The problem:
Could you retype all of the data below exactly as given?

[Dataset entries]
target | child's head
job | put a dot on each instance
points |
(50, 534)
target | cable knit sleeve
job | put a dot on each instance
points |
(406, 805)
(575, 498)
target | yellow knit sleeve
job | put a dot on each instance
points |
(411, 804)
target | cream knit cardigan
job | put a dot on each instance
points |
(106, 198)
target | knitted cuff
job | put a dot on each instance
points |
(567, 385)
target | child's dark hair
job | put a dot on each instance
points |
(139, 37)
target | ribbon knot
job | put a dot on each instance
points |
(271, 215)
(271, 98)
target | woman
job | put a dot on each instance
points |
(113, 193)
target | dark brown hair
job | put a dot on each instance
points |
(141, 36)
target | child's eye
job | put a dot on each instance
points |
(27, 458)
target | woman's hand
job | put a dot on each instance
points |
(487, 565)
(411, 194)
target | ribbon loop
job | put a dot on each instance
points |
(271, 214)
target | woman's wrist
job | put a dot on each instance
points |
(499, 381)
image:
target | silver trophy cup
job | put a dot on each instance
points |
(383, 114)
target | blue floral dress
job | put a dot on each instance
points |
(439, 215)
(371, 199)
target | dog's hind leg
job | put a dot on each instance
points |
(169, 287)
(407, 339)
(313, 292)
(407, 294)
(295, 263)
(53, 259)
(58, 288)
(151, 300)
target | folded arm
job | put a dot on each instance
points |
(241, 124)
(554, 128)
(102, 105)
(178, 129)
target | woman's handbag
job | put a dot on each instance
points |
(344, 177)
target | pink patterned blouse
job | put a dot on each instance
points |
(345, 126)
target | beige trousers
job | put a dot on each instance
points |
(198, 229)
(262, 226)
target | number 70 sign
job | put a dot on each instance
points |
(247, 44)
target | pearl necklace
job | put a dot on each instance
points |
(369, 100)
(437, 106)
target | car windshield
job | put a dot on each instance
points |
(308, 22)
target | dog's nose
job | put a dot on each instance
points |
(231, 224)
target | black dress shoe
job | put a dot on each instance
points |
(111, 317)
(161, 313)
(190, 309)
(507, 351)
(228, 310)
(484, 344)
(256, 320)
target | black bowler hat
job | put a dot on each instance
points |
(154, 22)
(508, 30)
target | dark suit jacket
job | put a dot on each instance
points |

Output below:
target | child's head
job | put a dot on each instance
points |
(50, 534)
target | cable knit sleeve
job | put a dot on each instance
points |
(406, 805)
(575, 498)
target | yellow knit sleeve
job | put a dot on each instance
points |
(411, 804)
target | cream knit cardigan
job | put a dot on each instance
points |
(106, 198)
target | knitted cuff
job | put a dot on each instance
points |
(567, 385)
target | child's dark hair
job | put a dot on each instance
points |
(139, 37)
target | ribbon knot
job | put a dot on each instance
points |
(271, 215)
(271, 98)
target | woman
job | put a dot on each instance
points |
(113, 193)
target | dark brown hair
job | put a dot on each instance
points |
(141, 36)
target | child's eye
job | put a dot on each instance
points |
(27, 458)
target | woman's hand
job | put a dot on each instance
points |
(487, 565)
(411, 194)
target | ribbon loop
job | put a dot on each instance
points |
(271, 214)
target | woman's wrist
job | put a dot on each instance
points |
(499, 381)
image:
target | silver trophy cup
job | put a dot on each instance
points |
(383, 114)
target | blue floral dress
job | put a dot on each instance
points |
(439, 215)
(371, 199)
target | dog's hind leg
job | put a dot on each instance
points |
(169, 287)
(407, 339)
(313, 292)
(407, 294)
(295, 263)
(53, 259)
(58, 288)
(151, 300)
target | folded arm
job | put a dot on each instance
points |
(241, 124)
(554, 128)
(102, 105)
(178, 129)
target | woman's handbag
job | put a dot on each instance
points |
(344, 177)
target | pink patterned blouse
job | put a dot on each instance
points |
(345, 126)
target | beige trousers
job | put a dot on each instance
points |
(198, 229)
(262, 226)
target | number 70 sign
job | put a dot on each instance
points |
(247, 44)
target | pearl necklace
job | put a dot on each instance
points |
(369, 100)
(437, 106)
target | car windshield
job | put a dot on each instance
points |
(308, 22)
target | dog's nose
job | put a dot on each instance
points |
(231, 224)
target | black dress shoe
job | put a dot on each instance
points |
(111, 317)
(161, 313)
(190, 309)
(507, 351)
(228, 310)
(484, 344)
(256, 320)
target | black bowler hat
job | put a dot on each instance
points |
(154, 22)
(508, 30)
target | dark suit jacket
job | put a dot on each instance
points |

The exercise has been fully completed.